### Brief
Extract every line in the rows below that contains the word "hillside", treating uppercase and lowercase letters as different.

--- start of Stored records ---

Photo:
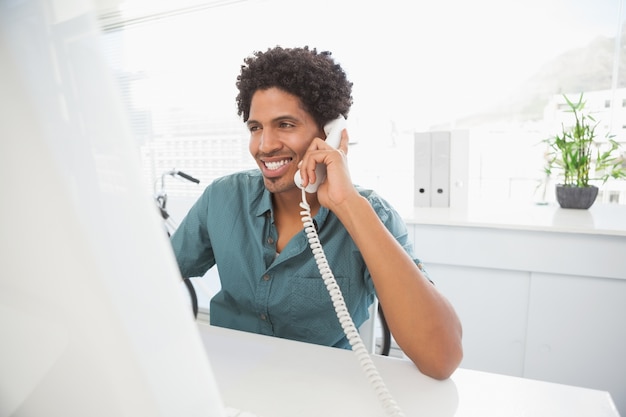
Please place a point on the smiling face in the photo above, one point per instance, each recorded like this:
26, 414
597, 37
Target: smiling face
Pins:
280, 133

--- end of Stored records ---
--- start of Stored records ---

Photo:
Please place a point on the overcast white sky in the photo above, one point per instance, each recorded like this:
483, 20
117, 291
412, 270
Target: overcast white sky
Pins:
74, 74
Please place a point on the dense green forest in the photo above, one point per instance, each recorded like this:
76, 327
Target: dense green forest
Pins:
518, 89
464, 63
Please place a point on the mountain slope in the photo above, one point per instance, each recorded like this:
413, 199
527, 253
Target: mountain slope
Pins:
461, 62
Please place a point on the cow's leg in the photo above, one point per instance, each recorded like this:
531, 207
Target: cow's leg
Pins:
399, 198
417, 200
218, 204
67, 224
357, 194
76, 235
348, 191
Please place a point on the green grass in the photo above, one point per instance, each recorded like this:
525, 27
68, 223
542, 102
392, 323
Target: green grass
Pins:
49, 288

--- end of Stored records ---
--- start of Stored records ---

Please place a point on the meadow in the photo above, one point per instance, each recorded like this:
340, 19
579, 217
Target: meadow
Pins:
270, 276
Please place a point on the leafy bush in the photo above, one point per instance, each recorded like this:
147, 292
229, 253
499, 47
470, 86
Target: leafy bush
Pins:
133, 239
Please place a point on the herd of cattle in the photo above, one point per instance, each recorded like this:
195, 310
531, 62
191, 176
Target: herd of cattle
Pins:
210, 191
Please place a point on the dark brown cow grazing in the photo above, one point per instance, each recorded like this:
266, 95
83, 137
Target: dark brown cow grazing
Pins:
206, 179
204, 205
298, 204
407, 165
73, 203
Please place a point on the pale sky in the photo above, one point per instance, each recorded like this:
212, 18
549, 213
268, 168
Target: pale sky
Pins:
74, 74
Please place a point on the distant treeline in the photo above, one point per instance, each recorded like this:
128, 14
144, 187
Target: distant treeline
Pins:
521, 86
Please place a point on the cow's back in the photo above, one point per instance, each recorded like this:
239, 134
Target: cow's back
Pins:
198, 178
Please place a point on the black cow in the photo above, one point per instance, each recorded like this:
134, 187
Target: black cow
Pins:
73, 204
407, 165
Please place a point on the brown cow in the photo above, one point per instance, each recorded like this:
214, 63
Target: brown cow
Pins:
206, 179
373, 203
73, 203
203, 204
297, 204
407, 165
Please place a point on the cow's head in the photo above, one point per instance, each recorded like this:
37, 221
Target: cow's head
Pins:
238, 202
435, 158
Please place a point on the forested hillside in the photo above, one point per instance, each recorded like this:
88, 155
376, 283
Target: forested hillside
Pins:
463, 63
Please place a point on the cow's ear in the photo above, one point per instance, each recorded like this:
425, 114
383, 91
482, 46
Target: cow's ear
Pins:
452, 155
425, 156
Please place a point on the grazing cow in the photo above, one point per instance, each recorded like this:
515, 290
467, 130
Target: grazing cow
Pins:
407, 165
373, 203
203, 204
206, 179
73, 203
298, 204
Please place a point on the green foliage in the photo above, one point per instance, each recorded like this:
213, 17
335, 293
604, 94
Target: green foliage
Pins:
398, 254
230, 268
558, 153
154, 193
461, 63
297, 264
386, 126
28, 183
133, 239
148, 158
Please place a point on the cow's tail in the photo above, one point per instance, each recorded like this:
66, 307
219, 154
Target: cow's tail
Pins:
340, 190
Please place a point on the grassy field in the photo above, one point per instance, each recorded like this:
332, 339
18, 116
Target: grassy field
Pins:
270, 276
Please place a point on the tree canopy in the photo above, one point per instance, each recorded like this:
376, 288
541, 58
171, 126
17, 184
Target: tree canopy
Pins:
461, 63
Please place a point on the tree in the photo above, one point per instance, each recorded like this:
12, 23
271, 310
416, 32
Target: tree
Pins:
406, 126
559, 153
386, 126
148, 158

--- end of Stored records ---

### Task response
Please place a point on the forested hillside in the photo above, one point per instance, each recorded like this:
Target: forested hillside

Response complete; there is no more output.